— START —

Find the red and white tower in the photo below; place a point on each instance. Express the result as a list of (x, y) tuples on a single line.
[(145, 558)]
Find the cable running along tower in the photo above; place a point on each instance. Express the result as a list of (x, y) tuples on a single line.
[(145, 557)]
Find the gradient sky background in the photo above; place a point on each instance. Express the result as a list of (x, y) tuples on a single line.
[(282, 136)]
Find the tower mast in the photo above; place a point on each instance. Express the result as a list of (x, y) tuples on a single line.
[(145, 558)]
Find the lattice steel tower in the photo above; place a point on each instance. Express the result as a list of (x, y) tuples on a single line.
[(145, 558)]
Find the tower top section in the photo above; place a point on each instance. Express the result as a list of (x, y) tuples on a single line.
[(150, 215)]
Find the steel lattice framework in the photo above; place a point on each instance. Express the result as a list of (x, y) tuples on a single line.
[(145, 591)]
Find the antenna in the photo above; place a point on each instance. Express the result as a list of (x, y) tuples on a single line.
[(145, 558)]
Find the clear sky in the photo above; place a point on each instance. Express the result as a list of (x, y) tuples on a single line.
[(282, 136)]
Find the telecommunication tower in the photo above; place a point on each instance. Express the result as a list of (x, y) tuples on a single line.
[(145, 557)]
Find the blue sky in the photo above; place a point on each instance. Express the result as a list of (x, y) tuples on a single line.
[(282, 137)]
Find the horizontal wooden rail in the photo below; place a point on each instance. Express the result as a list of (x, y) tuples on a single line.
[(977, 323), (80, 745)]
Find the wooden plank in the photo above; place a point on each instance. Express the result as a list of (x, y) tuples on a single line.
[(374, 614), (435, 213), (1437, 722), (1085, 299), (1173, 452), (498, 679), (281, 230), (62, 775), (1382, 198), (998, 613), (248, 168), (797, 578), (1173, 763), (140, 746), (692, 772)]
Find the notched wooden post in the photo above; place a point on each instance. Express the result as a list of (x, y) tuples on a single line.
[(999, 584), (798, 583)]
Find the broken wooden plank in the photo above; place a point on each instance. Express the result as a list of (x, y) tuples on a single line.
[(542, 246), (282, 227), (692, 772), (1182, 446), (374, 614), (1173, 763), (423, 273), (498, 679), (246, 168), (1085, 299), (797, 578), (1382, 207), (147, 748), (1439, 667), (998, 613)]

— END —

Objective | Copy every one of the records above line for line, keeping each character the same.

Output of the task |
Find the red and white tower in the photo below; place a point on each instance. Express the result as a list of (x, y) tuples on a single line.
[(145, 558)]
Find the cable running along tower in the photo above; place a point on each instance. Express the result as a list of (x, y) tuples on a single line.
[(145, 557)]
Find the gradient sky background in the photo above; place a point on each instance. Express the result as a list of (x, y) tuples on a single line.
[(282, 136)]
Find the tower mast in the photo above; place a point on each instance. Express the result as a list of (x, y) tuples on a single line.
[(145, 558)]
Find the lattice steel tower in the photo above; place a point on each instance. Express the result as a list of (x, y) tuples on a single line.
[(145, 558)]
Find the tower top section in the photo above; place a point on each instance. Express the result as a list of (x, y) tuples on a single line.
[(150, 215)]
Find the steel lattice framework in the photo above; place a point on each instance. Express the result as a list of (x, y) tuples on a single line.
[(145, 591)]
Find the antenna in the photo above; place a point on each instance. Express the result as a list of (x, y) tuples on a single line.
[(145, 558)]
Find the clear sky in the photo above; place a point on each instance. Express the result as a list of (x, y) tuples on a single line.
[(282, 136)]
Find the telecommunication tower in the photo above; place a point on each instance. Express the result as a list of (x, y) tuples on a single line.
[(145, 557)]
Find the blue sky in the photo above; place a point on each instance. Express the result as a list of (x, y) tuples on a single line.
[(282, 137)]
Find the horizontal wooden rail in the photo below; place a point on each instance. Express the result as a list of (x, y) tuples on a single line.
[(977, 323), (80, 745)]
Find the wooden plank in the photo above; place a point on each instance. Express the result as a list of (x, y) tuples on a single line.
[(374, 614), (435, 213), (1437, 722), (1085, 299), (1173, 452), (498, 679), (281, 230), (62, 775), (1382, 198), (998, 613), (248, 168), (797, 578), (1173, 763), (140, 746), (692, 772)]
Find the notched wooden post in the photo above; place a point on each instance. Express the result as a list of (x, y) tuples on a single line.
[(999, 584), (798, 583)]
Find the broken wooden plank in the photo above; place a point on each instance. Express the result as a list of (x, y) tuples on a single line.
[(542, 246), (282, 227), (692, 772), (1182, 446), (374, 614), (1173, 763), (423, 273), (498, 679), (246, 168), (1085, 299), (797, 578), (1382, 207), (147, 748), (1439, 667), (998, 613)]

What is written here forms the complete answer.